As I write this, the news outlets are rushing to broadcast the story that it is not only other politicians who are publicly pressuring Joe Biden to withdraw from the race in favor of a more electable candidate. Today that sentiment was uttered by – gasp! – a movie star. George Clooney, a longtime Biden supporter, wrote an op-ed piece for the New York Times calling on Biden to stand down and let somebody else take up the torch.

This is not something that happens every election cycle. It is conventional wisdom that incumbency provides an advantage, particularly when the incumbent has not had a failed presidency of the sort experienced by Herbert Hoover and Jimmy Carter. The U.S. economy is, by world standards, doing very well. The stock market is up; inflation is down. The country is not at war beyond the sort of policing activities that have marked U. S. foreign operations for most of national history.

Nevertheless, Biden had a poor showing in the so-called “debate” (they are not debates; they are joint press conferences) with his Republican opponent, former President Donald Trump. The appearance of inadequacy and cogency in Biden’s tongue and/or mind brought horrible recollections of the original televised Presidential debate that lifted John F. Kennedy to a victory over Richard Nixon in 1960. Kennedy appeared smooth and controlled while Nixon looked shifty and awkward.

The Democrats are struggling to find a way to get Biden off the ticket without expressly removing him against his will. Former House Speaker Nancy Pelosi showed a typical straddling act. She said it is important that Biden make clear whether he will stay on the ballot “as soon as possible.” For his part, Biden has repeatedly and emphatically stated that he will not get out of the race, which should firmly answer Pelosi’s request. However, she will not say any more, which gives the impression that she is implicitly begging Biden to quit.

Some seem to think Biden has only recently become an awkward speaker prone to gaffes and misstatements. Seasoned political observers will say that he has always been this way, not just since taking office in 2021, but throughout his long career. Indeed, one wonders how the 81-year-old with a history of public bumbles captured the inside track to the nomination. He had originally said he would be a one-term President, but he and those who originally backed him decided he should give it another shot.

Why this change occurred should not be a mystery. The answer is, as Joe Pesci told Robert DeNiro in the movie Raging Bull, “There’s nobody else.” As the Democrats search for ways to replace Biden, they have not found a better candidate.

Why is there nobody else? Because for 20 years the Ds have been doing what the Rs used to do. The Rs always called on the same old same old. Starting with the presidential election of 1952 and ending with the one in 2004, in 12 of those 13 elections the Republican national ticket included one of the following names: Nixon, Bush, Dole.

------------------------------------------------

- GOAL:
In the opinion piece about Biden, which movie has the line "There's nobody else"?

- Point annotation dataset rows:
------------------------------------------------

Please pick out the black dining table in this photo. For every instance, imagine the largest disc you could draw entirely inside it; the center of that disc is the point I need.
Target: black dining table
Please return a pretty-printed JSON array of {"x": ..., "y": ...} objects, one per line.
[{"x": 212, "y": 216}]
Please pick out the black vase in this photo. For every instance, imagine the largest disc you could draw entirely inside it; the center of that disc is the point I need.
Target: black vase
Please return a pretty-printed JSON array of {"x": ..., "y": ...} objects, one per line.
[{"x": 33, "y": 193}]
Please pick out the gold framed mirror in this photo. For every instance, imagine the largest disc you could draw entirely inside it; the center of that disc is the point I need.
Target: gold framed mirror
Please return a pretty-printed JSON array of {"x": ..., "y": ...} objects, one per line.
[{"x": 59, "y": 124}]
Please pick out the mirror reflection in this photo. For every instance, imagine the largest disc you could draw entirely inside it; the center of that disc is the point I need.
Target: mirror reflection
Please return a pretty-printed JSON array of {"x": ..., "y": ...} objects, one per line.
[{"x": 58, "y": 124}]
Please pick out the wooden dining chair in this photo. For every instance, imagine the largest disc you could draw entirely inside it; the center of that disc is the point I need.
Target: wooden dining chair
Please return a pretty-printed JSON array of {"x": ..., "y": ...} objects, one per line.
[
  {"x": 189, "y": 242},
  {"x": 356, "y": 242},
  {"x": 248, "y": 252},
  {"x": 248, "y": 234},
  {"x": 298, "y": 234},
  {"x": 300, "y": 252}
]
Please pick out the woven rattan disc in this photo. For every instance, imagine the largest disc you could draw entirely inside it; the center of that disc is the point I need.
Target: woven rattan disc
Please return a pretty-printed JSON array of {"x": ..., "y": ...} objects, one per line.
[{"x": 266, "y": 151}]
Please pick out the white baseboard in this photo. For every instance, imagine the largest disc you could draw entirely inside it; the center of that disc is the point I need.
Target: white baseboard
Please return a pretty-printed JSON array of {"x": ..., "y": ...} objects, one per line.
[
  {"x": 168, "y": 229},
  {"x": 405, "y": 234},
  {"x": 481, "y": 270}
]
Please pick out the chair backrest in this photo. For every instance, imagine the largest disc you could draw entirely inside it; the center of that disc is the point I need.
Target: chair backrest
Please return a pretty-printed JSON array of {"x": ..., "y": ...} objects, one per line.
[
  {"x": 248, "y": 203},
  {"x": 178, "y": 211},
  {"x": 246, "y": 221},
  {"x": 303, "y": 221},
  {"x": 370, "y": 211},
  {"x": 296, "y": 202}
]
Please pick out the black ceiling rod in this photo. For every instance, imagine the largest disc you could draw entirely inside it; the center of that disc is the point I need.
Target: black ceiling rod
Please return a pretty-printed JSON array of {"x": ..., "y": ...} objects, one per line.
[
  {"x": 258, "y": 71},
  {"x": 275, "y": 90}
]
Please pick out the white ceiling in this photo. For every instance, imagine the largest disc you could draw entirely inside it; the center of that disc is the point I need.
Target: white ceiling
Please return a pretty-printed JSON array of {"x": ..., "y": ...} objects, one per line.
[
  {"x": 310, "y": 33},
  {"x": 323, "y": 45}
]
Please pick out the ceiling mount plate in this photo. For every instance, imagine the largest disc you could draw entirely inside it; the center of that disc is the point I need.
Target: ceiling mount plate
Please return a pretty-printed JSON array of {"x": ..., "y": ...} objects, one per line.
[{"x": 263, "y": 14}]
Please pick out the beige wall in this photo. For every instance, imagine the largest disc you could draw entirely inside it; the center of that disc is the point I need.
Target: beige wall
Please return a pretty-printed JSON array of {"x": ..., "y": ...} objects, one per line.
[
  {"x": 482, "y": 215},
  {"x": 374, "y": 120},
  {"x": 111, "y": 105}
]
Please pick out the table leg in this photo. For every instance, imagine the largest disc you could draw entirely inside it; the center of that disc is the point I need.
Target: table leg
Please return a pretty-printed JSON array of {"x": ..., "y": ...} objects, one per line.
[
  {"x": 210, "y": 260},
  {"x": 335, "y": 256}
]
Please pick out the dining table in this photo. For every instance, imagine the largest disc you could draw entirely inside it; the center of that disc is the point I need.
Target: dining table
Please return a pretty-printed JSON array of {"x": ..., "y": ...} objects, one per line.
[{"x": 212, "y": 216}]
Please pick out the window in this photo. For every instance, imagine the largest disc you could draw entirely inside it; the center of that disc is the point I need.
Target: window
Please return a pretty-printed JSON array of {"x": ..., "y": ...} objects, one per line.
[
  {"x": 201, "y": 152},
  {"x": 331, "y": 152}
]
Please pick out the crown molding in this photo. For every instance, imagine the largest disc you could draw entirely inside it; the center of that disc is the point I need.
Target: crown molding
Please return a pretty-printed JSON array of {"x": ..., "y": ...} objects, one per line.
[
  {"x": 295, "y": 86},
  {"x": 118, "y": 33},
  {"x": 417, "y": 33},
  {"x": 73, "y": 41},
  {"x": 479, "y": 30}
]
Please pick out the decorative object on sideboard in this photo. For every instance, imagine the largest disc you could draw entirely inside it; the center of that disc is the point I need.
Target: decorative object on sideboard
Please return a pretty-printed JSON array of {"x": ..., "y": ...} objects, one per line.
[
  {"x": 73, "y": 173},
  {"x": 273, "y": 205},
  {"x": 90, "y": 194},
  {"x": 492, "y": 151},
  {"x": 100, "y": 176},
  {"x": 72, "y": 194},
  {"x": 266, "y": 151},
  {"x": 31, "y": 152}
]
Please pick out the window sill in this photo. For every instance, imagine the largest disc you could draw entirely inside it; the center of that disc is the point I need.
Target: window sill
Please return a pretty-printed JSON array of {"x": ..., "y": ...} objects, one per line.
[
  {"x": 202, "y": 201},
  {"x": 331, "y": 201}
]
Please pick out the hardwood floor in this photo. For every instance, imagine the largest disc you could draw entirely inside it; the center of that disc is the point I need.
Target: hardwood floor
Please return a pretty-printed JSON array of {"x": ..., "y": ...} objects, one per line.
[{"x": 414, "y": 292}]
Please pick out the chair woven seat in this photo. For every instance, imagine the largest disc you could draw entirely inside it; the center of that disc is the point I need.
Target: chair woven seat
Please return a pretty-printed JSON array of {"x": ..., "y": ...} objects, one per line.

------------------------------------------------

- RESULT FOR THIS TASK:
Raging Bull